* [Task to complete] Which lines of the entries below run from the one holding "Indicate a point per instance of the tall hedge" to the one holding "Indicate a point per instance of the yellow-green", inclusive? Set down exactly those lines and no others.

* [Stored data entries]
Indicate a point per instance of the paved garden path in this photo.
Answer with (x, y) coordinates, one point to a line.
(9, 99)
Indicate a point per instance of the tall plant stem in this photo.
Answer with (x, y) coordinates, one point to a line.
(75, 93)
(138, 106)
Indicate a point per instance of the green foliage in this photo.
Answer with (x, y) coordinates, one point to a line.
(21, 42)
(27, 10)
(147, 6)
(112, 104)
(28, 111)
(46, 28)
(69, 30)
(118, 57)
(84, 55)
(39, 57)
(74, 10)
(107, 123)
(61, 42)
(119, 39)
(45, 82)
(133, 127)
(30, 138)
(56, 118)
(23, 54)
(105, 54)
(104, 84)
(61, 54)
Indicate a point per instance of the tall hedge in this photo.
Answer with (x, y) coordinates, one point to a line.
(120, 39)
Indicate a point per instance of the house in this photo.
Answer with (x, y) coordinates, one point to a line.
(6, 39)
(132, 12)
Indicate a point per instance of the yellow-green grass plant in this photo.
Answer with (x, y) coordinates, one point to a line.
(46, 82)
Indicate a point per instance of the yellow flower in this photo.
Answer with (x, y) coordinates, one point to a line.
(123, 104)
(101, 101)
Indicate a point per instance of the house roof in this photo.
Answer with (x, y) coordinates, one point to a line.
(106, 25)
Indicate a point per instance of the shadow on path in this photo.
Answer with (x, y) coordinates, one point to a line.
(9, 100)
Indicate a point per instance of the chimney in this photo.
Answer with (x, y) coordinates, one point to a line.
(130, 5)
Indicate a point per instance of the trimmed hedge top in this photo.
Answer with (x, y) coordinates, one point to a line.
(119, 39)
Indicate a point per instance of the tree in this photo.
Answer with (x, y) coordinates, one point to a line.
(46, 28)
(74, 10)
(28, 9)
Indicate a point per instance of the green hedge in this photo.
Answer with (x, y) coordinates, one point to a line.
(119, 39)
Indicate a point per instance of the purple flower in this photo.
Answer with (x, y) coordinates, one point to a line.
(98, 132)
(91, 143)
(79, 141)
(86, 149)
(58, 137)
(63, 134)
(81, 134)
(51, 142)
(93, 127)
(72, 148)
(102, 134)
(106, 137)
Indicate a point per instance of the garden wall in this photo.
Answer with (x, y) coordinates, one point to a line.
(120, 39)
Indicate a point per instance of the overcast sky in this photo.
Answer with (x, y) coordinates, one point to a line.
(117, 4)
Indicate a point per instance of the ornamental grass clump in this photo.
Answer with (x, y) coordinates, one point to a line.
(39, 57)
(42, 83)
---
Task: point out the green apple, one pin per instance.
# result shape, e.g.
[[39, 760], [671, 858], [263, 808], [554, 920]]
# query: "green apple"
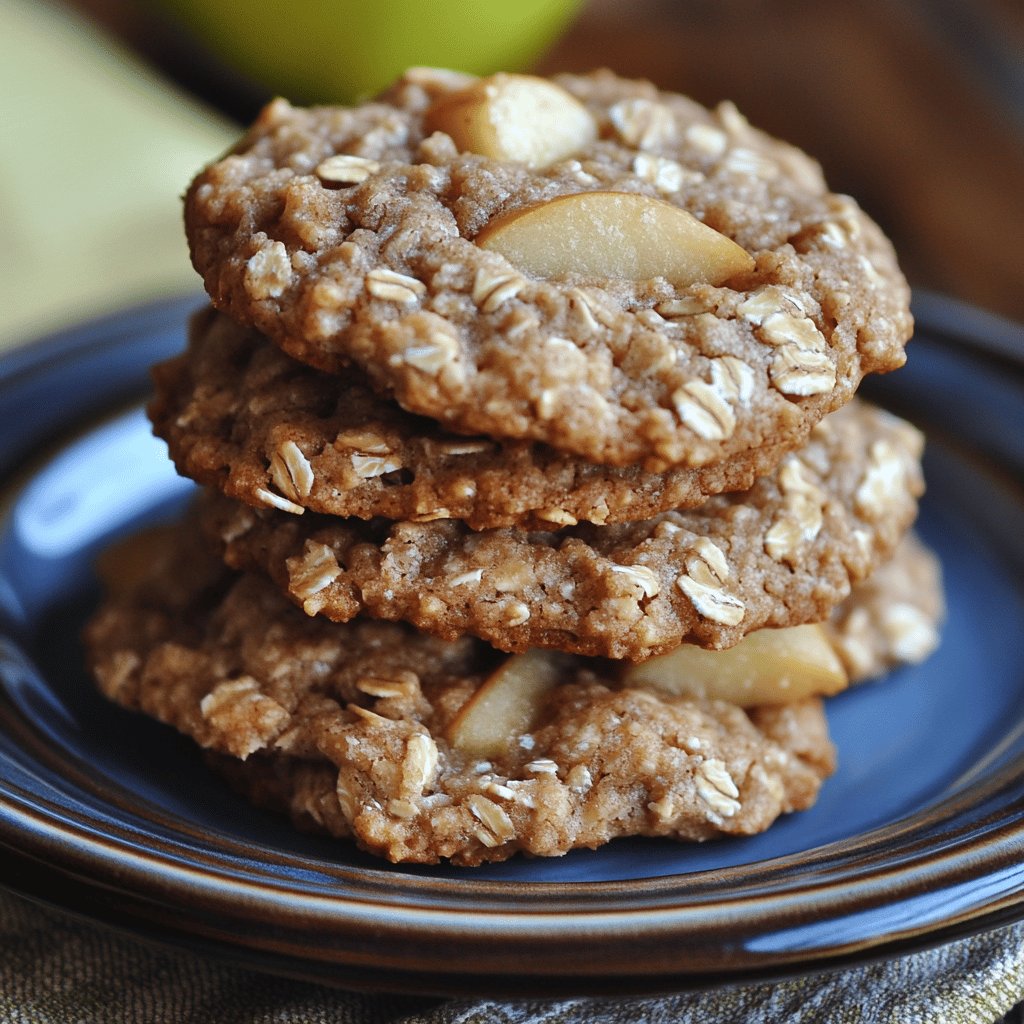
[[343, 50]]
...
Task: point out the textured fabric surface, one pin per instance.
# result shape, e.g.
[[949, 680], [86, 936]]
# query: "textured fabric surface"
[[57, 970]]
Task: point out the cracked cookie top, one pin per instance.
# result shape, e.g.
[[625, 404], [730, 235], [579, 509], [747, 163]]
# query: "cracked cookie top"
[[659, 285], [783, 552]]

* [Response for this exercise]
Indicate a point per instance of the tall hedge in this photo.
Answer with (x, y) coordinates, one point to a line.
(120, 39)
Indicate a point per instance of the house in this photo.
Answer with (x, y) coordinates, one point to a line.
(6, 39)
(132, 12)
Indicate a point per instance of the yellow-green grass plant in this photo.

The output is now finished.